======== INPUT DATA ========

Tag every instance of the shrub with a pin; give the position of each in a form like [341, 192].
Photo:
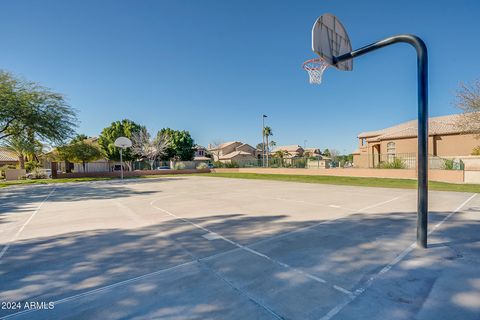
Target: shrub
[202, 165]
[4, 168]
[397, 163]
[37, 174]
[448, 164]
[232, 164]
[179, 166]
[31, 165]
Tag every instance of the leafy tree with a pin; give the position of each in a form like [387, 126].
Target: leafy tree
[22, 146]
[146, 148]
[81, 151]
[106, 140]
[79, 137]
[214, 149]
[28, 107]
[180, 144]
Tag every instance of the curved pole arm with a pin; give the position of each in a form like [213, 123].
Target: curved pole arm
[422, 64]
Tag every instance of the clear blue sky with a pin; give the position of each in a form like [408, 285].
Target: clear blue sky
[214, 67]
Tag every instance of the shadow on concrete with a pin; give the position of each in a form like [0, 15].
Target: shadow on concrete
[348, 250]
[28, 198]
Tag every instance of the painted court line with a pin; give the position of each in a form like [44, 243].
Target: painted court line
[102, 289]
[245, 248]
[389, 266]
[325, 221]
[14, 238]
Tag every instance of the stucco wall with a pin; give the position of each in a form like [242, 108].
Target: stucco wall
[453, 176]
[128, 173]
[456, 145]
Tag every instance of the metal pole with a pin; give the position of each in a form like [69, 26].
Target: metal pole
[263, 140]
[121, 164]
[422, 76]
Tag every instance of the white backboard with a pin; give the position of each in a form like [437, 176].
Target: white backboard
[329, 39]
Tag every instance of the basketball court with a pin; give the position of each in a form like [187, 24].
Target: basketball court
[193, 247]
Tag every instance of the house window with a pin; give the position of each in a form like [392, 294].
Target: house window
[391, 151]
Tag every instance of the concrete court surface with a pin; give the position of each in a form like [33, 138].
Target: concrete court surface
[190, 247]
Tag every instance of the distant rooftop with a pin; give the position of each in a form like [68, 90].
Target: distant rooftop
[436, 126]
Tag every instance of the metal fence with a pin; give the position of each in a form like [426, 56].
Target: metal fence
[278, 163]
[409, 161]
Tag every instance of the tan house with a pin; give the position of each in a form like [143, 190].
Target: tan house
[292, 151]
[234, 151]
[200, 153]
[446, 139]
[313, 152]
[8, 157]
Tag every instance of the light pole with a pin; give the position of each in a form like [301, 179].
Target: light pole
[263, 140]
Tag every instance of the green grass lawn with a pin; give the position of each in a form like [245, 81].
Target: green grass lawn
[351, 181]
[4, 184]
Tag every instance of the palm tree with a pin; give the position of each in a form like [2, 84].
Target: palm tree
[267, 131]
[272, 144]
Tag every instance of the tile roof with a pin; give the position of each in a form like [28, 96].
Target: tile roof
[290, 148]
[223, 145]
[234, 154]
[436, 126]
[7, 155]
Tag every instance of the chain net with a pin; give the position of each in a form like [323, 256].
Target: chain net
[315, 69]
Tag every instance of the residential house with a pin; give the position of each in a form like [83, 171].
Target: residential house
[8, 157]
[292, 151]
[446, 139]
[234, 151]
[201, 153]
[313, 152]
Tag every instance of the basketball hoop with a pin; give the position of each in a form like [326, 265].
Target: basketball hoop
[315, 68]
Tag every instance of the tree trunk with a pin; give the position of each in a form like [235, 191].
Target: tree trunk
[266, 136]
[21, 159]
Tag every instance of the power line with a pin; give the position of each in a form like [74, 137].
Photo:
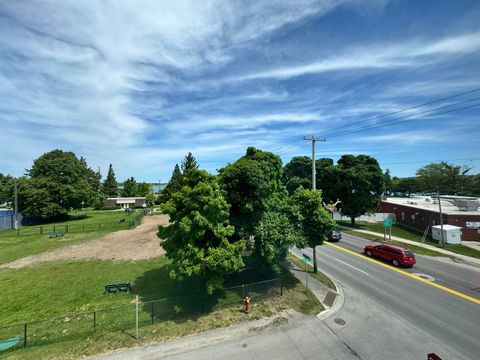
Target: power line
[401, 119]
[404, 109]
[424, 161]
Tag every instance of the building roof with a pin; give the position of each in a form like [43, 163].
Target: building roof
[431, 204]
[446, 227]
[129, 198]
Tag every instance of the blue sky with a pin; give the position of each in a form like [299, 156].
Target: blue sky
[140, 83]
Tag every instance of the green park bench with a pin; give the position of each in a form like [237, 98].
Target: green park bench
[9, 343]
[56, 234]
[117, 288]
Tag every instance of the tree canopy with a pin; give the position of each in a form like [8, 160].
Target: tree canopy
[447, 178]
[249, 183]
[110, 185]
[316, 223]
[129, 188]
[188, 163]
[359, 184]
[59, 181]
[197, 238]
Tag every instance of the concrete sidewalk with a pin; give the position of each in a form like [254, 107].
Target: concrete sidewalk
[331, 300]
[464, 258]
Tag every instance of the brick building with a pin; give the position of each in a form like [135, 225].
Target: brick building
[125, 203]
[421, 212]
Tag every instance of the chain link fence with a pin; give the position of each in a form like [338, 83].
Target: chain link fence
[124, 318]
[62, 229]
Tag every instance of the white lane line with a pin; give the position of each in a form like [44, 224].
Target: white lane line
[343, 262]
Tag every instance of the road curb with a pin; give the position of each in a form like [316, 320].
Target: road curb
[337, 303]
[331, 305]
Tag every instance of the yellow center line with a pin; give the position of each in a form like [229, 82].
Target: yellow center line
[431, 283]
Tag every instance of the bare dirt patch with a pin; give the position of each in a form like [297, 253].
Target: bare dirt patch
[137, 244]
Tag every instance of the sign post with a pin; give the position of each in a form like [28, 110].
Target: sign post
[306, 260]
[387, 223]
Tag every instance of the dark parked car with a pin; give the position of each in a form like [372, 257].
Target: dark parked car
[397, 255]
[335, 236]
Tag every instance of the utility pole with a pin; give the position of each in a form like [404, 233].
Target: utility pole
[16, 205]
[442, 242]
[313, 139]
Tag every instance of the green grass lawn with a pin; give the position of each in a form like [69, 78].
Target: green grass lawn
[60, 288]
[413, 235]
[319, 275]
[32, 242]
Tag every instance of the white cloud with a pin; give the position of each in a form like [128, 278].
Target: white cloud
[406, 54]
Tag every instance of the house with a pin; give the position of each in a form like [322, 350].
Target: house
[125, 203]
[423, 212]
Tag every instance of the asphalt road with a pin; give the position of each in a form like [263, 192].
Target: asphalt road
[451, 321]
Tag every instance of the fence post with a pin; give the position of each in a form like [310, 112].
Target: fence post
[25, 335]
[136, 315]
[152, 311]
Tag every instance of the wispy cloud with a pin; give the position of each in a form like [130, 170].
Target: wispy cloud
[140, 84]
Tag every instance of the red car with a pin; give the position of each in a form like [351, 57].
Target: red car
[397, 255]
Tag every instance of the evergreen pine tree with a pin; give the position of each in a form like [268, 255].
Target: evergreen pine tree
[189, 162]
[110, 185]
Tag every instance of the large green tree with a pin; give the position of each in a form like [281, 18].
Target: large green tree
[278, 229]
[145, 189]
[5, 188]
[298, 172]
[129, 188]
[447, 178]
[197, 239]
[188, 163]
[110, 185]
[59, 181]
[360, 183]
[249, 183]
[316, 222]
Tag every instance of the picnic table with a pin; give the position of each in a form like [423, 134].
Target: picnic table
[117, 288]
[55, 234]
[9, 343]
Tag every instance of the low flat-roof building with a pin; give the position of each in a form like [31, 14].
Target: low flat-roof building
[125, 203]
[422, 212]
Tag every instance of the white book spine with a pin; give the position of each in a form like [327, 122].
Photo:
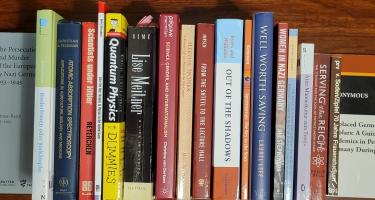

========

> _TASK PROMPT_: Print out each record exactly as shown, but keep the pictures out.

> _RESULT_:
Tag every instance of the shrub with a pin; give the position of each in a form like [341, 192].
Photo:
Target: shrub
[202, 165]
[4, 168]
[397, 163]
[37, 174]
[448, 164]
[232, 164]
[179, 166]
[31, 165]
Tag every instance of the leafy tree with a pin; give the position of each in a form like [387, 126].
Target: leafy tree
[22, 146]
[146, 148]
[81, 151]
[106, 140]
[79, 137]
[214, 149]
[28, 107]
[180, 144]
Tag every instance of the curved pole arm with a pin; give the position of each in a form like [213, 123].
Target: curved pole arm
[422, 64]
Tag every instance of the clear blue sky with a pin; give the position of each in a form like [408, 285].
Target: clear blue sky
[214, 67]
Tag every instance of the shadow on concrete with a pin; give the position of each in a form like [0, 15].
Target: shadow on concrete
[348, 250]
[28, 198]
Tag every instance of the painted court line with a pin; give the position of each in a form like [44, 243].
Target: painted court line
[102, 289]
[245, 248]
[389, 266]
[325, 221]
[14, 238]
Tag every instance of the stucco wall with a pin; give the position of each in a form like [242, 108].
Target: stucco wall
[453, 176]
[128, 173]
[456, 145]
Tag every instance of the metal pole with a pin; give the position of each in a form like [69, 26].
Target: metal pole
[263, 140]
[121, 164]
[422, 76]
Tag every instance of the white backboard with a pin; give the position of each in a form like [437, 176].
Target: white backboard
[329, 39]
Tag every instance of the basketball court with a pin; give the position of each in a form like [187, 24].
Target: basketball court
[193, 247]
Tag every instance of the house window with a pin; give the position of each in a form like [392, 294].
Target: house window
[391, 151]
Tag every instance of the concrete court surface with a pin; give the position of each in a form like [33, 138].
Target: concrete court surface
[190, 247]
Tag every instance of the distant rooftop with a pin; give the position of each in a form like [68, 90].
Target: distant rooftop
[436, 126]
Tag every instance of the metal fence with a pin; give the position of each in a form like [426, 56].
Target: metal fence
[278, 163]
[409, 161]
Tag every instance of the tan house with a pin; give the position of each in a form like [143, 190].
Target: tan house
[292, 151]
[234, 151]
[200, 153]
[446, 139]
[313, 152]
[8, 157]
Tag every instance of the light pole with a pin; give the position of each in a form like [301, 179].
Target: light pole
[263, 140]
Tag every instance of the green grass lawn with a pin; give the position of each in a form like [245, 81].
Target: green grass lawn
[351, 181]
[4, 184]
Tag every instance of the palm tree with a pin; give the position of each in a form like [2, 84].
Target: palm tree
[267, 131]
[272, 144]
Tag every instance of the tile roof with a pin; give the position of each in a form like [28, 96].
Target: tile roof
[290, 148]
[223, 145]
[234, 154]
[436, 126]
[7, 155]
Tag every instance of the chain net with a pin; give the position of each in a form like [323, 256].
Target: chain net
[315, 69]
Tag every instance of the residential house with a pin; give the position of each in a form like [83, 171].
Target: residential house
[8, 157]
[292, 151]
[446, 139]
[234, 151]
[201, 153]
[313, 152]
Tag every instance of the basketball hoop with a pin; give the position of each in a form like [326, 265].
Target: basketball hoop
[315, 68]
Tag every instance of the tree trunk with a pin; give the position of each in a form like [235, 191].
Target: tree trunk
[266, 136]
[21, 159]
Tag every instance of the power line with a pin; give the position of each in a form like [74, 137].
Photo:
Target: power line
[401, 119]
[404, 109]
[424, 161]
Tag every instance of the building roof with a pin; give the position of each in a form like [43, 163].
Target: building roof
[431, 204]
[446, 227]
[129, 198]
Tag every instance of the blue sky with a pin; give the position of each in a form like [299, 156].
Target: blue sky
[140, 83]
Tag every instance of the green park bench with a pin; give the position of each in a form like [237, 98].
Target: green park bench
[9, 343]
[56, 234]
[117, 288]
Tag every instance of the tree canopy with a pin; give the position of each in a form like [8, 160].
Target: tree canopy
[447, 178]
[249, 183]
[110, 185]
[316, 223]
[129, 188]
[188, 163]
[359, 184]
[59, 181]
[197, 238]
Tag every instance of the concrete sidewalk with a pin; give the position of each in a form like [254, 107].
Target: concrete sidewalk
[331, 300]
[464, 258]
Tag every instance of the brick building with a pin; give the position of each in a form like [135, 225].
Target: brick building
[125, 203]
[421, 212]
Tag every instance of the chain link fence with a pin; give the position of each in a form like [338, 83].
Target: chain link fence
[124, 318]
[62, 229]
Tag every instance of the white lane line with a pin; give the position of each in a form like [44, 224].
Target: white lane line
[343, 262]
Tag every instance of the road curb with a pin; give the position of each in a form like [316, 320].
Target: road curb
[337, 303]
[331, 305]
Tag every instance of the yellow center line with a pin; give the position of each in a form like [229, 82].
Target: yellow center line
[431, 283]
Tag every instance of the bare dirt patch with a pin; give the position of each in a form like [297, 253].
Target: bare dirt patch
[137, 244]
Tag every instance of the sign post with a pin; give the position of each in a form like [28, 110].
Target: sign post
[306, 260]
[387, 223]
Tag every instance of the dark parked car with a pin; give the position of each in a form like [372, 257].
Target: dark parked car
[397, 255]
[335, 236]
Tag every instance of the utility pole with a pin; give the position of each in a form like [404, 233].
Target: utility pole
[16, 205]
[442, 242]
[313, 139]
Tag every instance of the green grass lawn with a pin; give the position of each in a form like [69, 78].
Target: green grass lawn
[60, 288]
[413, 235]
[319, 275]
[32, 242]
Tag every instance of the white cloud with a pin; give the position of each in a form like [128, 278].
Target: white cloud
[406, 54]
Tag every instance of the house with a pin; give the position of each in a form like [322, 350].
Target: house
[125, 203]
[423, 212]
Tag every instance of the asphalt road with a pin; give the position of each in a form like [263, 192].
Target: asphalt road
[451, 321]
Tag every instance of the fence post with a pin; give the position of each in a form like [310, 112].
Target: fence post
[25, 335]
[136, 315]
[152, 311]
Tag every instance of the wispy cloud with a pin; give the position of each in a form like [130, 170].
Target: wispy cloud
[140, 84]
Tag every instance of the red car with a pin; give the position of each in a form like [351, 57].
Target: red car
[397, 255]
Tag every instance of the evergreen pine tree with a pin; give the position of each in a form like [268, 255].
Target: evergreen pine tree
[189, 162]
[110, 185]
Tag every instance of the large green tree with a pin; give the position of each in a form like [281, 18].
Target: large green tree
[278, 229]
[145, 189]
[5, 188]
[298, 172]
[129, 188]
[447, 178]
[197, 239]
[188, 163]
[110, 185]
[59, 181]
[360, 183]
[249, 183]
[316, 222]
Tag every instance of the picnic table with a pin; give the position of each in a form like [423, 134].
Target: picnic table
[117, 288]
[55, 234]
[9, 343]
Tag every instance of the low flat-roof building with a pin; give the position of each in a form like [31, 14].
Target: low flat-roof building
[125, 203]
[422, 212]
Tag every instance of the white book spine with a pin; give the position of each in a form like [327, 122].
Photo:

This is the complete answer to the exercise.